§ **EXERCISE TASK**
Reproduce word for word the rows below from the line containing "Box the blue sailor hat." through the line containing "[446,179,460,208]", both of those lines included.

§ **THE DATA**

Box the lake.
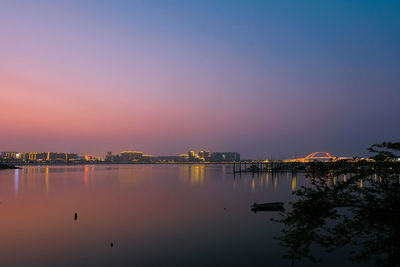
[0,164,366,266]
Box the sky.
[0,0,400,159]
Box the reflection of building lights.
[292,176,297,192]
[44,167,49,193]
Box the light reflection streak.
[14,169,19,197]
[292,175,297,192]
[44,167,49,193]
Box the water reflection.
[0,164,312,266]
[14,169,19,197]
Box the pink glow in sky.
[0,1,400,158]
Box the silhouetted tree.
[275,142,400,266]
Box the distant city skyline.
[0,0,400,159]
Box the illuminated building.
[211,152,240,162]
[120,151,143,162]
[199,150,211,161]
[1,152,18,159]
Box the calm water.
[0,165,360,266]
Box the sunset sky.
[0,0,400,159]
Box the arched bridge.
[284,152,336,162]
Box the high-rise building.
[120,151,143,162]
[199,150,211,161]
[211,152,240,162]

...

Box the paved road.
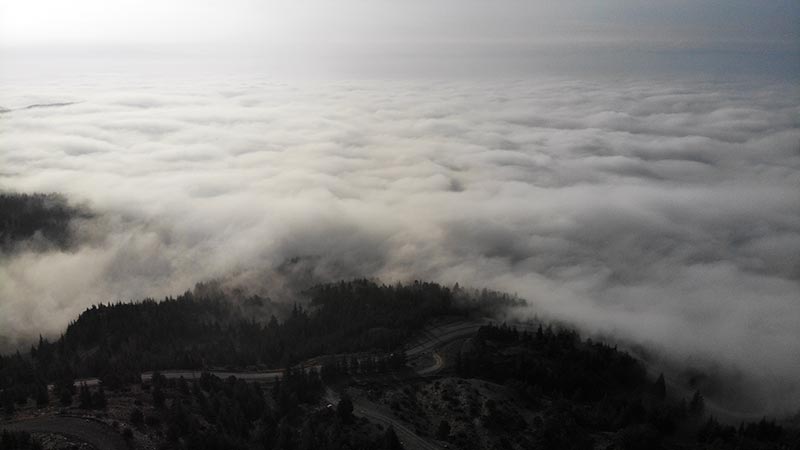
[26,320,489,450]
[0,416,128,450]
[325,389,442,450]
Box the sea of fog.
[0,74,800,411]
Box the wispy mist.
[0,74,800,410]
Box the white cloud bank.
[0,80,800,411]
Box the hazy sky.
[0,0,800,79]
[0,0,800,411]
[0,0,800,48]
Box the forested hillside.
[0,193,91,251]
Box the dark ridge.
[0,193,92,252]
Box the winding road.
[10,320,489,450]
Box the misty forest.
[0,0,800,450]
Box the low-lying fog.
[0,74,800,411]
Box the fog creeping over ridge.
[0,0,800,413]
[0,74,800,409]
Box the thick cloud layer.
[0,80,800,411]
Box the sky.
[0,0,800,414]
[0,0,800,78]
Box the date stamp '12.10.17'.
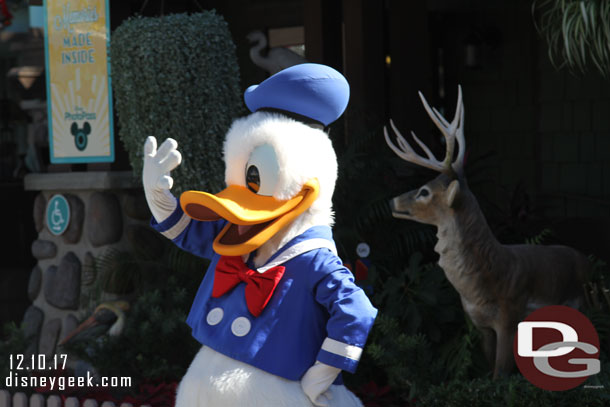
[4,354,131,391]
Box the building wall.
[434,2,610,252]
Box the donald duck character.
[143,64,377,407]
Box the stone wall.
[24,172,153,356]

* * *

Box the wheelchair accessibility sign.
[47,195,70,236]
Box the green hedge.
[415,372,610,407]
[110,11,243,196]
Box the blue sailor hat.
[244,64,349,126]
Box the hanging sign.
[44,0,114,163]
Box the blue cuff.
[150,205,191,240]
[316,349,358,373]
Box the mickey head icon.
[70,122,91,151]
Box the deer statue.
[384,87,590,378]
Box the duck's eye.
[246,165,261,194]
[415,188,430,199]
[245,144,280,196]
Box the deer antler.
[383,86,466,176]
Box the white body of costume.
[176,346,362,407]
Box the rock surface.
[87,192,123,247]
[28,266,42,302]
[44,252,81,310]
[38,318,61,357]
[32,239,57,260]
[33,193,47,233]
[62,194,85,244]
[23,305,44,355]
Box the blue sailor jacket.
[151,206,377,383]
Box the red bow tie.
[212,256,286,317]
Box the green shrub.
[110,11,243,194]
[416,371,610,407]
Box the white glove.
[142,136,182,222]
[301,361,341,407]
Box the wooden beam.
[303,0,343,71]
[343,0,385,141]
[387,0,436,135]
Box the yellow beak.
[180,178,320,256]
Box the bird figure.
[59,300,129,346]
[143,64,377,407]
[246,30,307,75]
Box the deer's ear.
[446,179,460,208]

§ **RESULT**
Box the blue sailor hat.
[244,64,349,126]
Box the hanging sign.
[44,0,114,163]
Box the blue cuff.
[150,205,191,240]
[316,349,358,373]
Box the mickey head icon.
[70,122,91,151]
Box the deer statue.
[384,87,590,378]
Box the duck's eye.
[246,165,261,194]
[415,188,430,199]
[245,144,280,196]
Box the deer antler.
[383,86,466,176]
Box the white body of costume.
[176,346,362,407]
Box the rock surface.
[87,192,123,247]
[28,266,42,302]
[44,252,81,310]
[38,318,61,357]
[32,239,57,260]
[33,193,47,233]
[62,194,85,244]
[23,305,44,355]
Box the blue sailor jacket.
[151,206,377,383]
Box the red bow tie.
[212,256,286,317]
Box the green shrub.
[110,11,243,194]
[416,371,610,407]
Box the white glove.
[142,136,182,222]
[301,361,341,407]
Box the wooden beam.
[303,0,343,71]
[343,0,385,141]
[387,0,436,135]
Box the yellow beak.
[180,178,320,256]
Box the bird figure.
[59,300,129,346]
[143,64,377,407]
[246,30,307,75]
Box the deer's ear.
[446,179,460,208]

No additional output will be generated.